## Written problem
Only the lines from the line holding "For practice, label the green grass" to the last line should be output, each exactly as given.
----
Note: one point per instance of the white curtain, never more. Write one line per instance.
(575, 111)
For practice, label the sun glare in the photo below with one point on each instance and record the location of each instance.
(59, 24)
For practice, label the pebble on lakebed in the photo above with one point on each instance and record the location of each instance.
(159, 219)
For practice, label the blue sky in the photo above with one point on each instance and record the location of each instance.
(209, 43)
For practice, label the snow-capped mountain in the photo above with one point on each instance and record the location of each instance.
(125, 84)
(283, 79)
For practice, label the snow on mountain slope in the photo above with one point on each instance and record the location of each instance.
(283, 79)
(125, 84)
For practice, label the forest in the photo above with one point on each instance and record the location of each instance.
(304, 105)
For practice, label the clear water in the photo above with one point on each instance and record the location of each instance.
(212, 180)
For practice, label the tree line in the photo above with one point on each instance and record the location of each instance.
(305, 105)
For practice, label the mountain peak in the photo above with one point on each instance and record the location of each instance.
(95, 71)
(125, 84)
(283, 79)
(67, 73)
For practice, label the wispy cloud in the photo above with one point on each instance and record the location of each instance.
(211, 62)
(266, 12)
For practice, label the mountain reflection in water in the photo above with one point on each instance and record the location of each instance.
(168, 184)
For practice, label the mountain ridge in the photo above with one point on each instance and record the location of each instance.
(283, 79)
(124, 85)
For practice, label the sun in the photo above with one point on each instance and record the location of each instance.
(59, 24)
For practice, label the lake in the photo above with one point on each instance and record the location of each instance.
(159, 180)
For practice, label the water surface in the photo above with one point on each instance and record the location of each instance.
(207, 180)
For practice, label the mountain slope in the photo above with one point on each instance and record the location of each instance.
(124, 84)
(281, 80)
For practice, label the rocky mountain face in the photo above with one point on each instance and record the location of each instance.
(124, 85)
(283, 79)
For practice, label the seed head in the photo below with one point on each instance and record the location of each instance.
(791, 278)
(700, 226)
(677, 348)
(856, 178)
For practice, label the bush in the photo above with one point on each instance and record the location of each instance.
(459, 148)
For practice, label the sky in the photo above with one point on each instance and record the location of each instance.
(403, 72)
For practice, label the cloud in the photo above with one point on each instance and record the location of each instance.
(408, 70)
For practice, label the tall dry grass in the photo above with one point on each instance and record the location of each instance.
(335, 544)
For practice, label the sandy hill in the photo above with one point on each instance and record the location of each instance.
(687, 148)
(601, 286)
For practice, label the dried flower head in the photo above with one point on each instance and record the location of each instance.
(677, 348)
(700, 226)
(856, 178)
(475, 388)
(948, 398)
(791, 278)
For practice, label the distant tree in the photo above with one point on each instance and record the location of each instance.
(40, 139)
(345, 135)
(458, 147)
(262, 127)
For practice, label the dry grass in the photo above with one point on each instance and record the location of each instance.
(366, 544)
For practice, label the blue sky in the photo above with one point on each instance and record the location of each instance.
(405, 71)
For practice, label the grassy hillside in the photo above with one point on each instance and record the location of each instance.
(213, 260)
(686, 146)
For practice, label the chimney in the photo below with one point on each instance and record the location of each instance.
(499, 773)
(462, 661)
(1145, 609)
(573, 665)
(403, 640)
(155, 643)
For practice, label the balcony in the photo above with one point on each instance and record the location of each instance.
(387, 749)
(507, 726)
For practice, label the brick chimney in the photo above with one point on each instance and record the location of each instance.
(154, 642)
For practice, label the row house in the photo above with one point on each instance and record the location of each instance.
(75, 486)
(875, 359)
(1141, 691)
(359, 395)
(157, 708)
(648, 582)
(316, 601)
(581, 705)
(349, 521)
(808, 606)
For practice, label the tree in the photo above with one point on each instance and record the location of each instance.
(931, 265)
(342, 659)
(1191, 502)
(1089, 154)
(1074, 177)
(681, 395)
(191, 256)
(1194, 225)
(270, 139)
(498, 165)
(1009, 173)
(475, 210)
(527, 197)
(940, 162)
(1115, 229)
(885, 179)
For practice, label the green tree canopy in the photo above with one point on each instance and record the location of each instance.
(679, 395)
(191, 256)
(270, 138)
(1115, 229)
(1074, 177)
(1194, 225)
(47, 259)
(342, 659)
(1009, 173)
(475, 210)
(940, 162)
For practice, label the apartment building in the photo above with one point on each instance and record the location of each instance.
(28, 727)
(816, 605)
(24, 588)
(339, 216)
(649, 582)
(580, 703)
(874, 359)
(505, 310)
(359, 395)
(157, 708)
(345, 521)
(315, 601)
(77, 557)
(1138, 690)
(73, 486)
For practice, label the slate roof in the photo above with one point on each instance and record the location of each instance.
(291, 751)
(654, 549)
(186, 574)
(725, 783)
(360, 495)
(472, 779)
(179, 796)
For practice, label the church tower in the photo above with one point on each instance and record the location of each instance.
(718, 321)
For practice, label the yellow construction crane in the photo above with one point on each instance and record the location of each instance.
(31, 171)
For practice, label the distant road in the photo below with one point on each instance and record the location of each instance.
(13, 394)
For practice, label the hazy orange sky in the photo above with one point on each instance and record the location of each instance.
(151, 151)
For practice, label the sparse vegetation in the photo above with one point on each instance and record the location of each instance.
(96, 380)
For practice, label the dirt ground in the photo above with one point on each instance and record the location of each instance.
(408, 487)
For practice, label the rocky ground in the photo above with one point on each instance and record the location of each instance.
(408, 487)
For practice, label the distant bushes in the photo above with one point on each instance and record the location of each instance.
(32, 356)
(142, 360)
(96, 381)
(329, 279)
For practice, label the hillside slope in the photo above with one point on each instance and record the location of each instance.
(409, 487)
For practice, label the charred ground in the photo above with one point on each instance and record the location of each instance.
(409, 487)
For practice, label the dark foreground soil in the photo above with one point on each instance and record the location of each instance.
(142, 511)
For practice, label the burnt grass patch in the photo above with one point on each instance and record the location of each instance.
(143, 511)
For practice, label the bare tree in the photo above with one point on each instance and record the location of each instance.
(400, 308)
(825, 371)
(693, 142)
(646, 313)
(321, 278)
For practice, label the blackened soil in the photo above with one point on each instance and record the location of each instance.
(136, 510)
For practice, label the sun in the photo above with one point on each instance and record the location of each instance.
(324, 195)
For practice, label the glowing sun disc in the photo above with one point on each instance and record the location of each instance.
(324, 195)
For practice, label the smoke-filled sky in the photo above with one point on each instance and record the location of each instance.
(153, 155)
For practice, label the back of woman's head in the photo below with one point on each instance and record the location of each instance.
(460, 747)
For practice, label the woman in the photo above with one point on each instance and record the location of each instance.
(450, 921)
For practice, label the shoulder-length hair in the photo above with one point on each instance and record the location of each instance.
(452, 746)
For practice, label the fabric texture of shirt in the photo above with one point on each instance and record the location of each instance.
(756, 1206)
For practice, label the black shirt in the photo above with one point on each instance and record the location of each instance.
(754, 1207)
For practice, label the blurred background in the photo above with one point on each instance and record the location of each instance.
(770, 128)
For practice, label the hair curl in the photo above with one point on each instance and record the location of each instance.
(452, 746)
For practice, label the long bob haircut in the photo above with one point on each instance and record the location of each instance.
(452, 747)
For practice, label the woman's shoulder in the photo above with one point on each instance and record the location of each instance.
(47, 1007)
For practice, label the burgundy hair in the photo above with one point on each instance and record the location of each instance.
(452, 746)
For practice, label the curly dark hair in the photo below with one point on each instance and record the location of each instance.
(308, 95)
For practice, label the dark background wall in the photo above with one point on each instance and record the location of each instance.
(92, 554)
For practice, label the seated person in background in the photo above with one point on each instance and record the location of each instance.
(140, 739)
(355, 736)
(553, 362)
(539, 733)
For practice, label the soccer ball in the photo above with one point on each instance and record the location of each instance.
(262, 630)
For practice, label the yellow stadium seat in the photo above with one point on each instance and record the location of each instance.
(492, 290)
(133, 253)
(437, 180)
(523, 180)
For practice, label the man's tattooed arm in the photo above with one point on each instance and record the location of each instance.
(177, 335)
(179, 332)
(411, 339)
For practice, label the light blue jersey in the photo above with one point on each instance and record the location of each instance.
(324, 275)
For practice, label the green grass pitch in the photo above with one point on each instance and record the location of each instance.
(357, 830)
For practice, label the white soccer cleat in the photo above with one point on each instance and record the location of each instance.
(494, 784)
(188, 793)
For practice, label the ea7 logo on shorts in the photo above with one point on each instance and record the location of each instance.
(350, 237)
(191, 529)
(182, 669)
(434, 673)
----
## Problem solution
For practice, label the green grass pitch in the photo above with one point on each instance and record the location of each instance.
(357, 830)
For practice, label the white soccer cleat in the photo above with one point on each instance and record the location of each instance.
(494, 784)
(188, 793)
For practice, label the ea7 logo on shorts in the photo above with one point on each instance and record the location of each instance.
(350, 237)
(191, 529)
(182, 669)
(434, 673)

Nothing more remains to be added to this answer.